Material provided:
-- Start --

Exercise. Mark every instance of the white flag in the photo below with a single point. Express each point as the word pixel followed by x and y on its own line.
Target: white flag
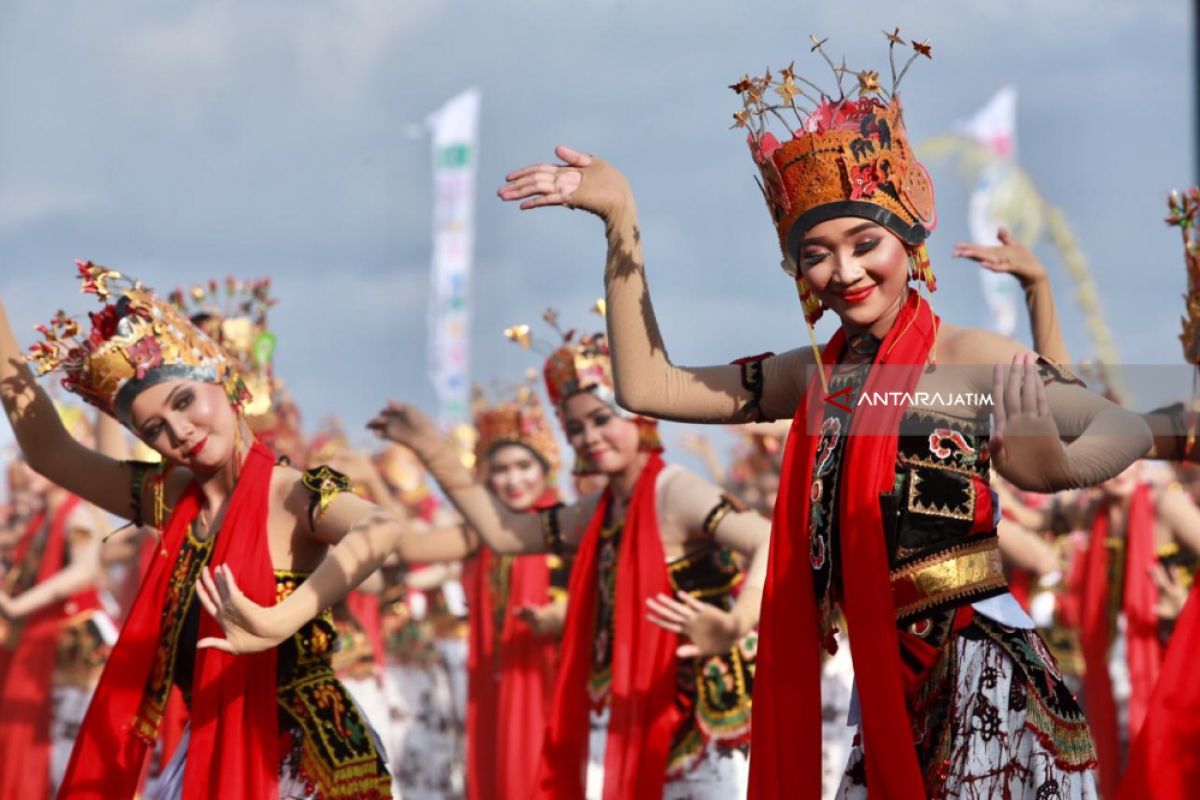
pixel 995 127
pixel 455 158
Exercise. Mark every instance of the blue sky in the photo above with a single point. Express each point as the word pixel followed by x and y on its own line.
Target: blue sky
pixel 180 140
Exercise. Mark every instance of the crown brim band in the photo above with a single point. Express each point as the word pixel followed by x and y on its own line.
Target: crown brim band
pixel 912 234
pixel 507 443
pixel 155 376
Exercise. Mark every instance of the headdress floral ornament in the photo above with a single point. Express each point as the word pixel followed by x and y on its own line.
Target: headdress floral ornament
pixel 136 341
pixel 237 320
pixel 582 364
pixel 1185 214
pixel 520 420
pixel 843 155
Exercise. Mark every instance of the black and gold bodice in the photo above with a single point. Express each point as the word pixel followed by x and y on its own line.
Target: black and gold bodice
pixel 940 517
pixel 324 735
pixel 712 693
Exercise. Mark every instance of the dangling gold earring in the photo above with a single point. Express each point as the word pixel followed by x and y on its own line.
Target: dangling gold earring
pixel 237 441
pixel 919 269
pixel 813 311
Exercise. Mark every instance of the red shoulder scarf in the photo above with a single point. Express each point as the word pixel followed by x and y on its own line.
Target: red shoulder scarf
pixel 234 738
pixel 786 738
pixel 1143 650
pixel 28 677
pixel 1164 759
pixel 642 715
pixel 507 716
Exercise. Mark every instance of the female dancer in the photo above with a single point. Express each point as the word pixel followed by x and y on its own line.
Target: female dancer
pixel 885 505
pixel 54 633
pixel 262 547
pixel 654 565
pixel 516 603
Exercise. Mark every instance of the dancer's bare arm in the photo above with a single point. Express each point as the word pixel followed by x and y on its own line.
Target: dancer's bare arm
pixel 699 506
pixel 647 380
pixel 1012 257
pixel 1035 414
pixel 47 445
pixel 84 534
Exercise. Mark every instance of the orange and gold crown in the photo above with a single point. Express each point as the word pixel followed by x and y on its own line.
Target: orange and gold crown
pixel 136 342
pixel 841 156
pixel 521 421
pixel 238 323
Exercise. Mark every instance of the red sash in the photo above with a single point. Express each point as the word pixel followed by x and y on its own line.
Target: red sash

-- End --

Work to complete: Revise the stretch from the line containing "Exercise. Mark every instance of the dancer's" through the last line, putting "crimson sash" wherever "red sash" appears and leaving everything else unchanged. Give back only those lines.

Task answer:
Exercise. Mark every instance of the dancer's bare arm in the photo above with a single point. Express each point as the word pixel followed by x and y on its own line.
Target: dancer's bare arm
pixel 699 506
pixel 647 380
pixel 1012 257
pixel 1035 414
pixel 47 445
pixel 84 534
Exercise. Mark every instance of the orange and gold crown in the photo above with a single point. Express each point as the word pixel followed by x and y on its own line.
Target: orange and gold crown
pixel 136 342
pixel 841 156
pixel 521 421
pixel 238 323
Exercise. Mark every instance of the crimson sash in the photo above with a single point. Express each point as the word pixel followed by x and y on its own line.
Target: crimson sash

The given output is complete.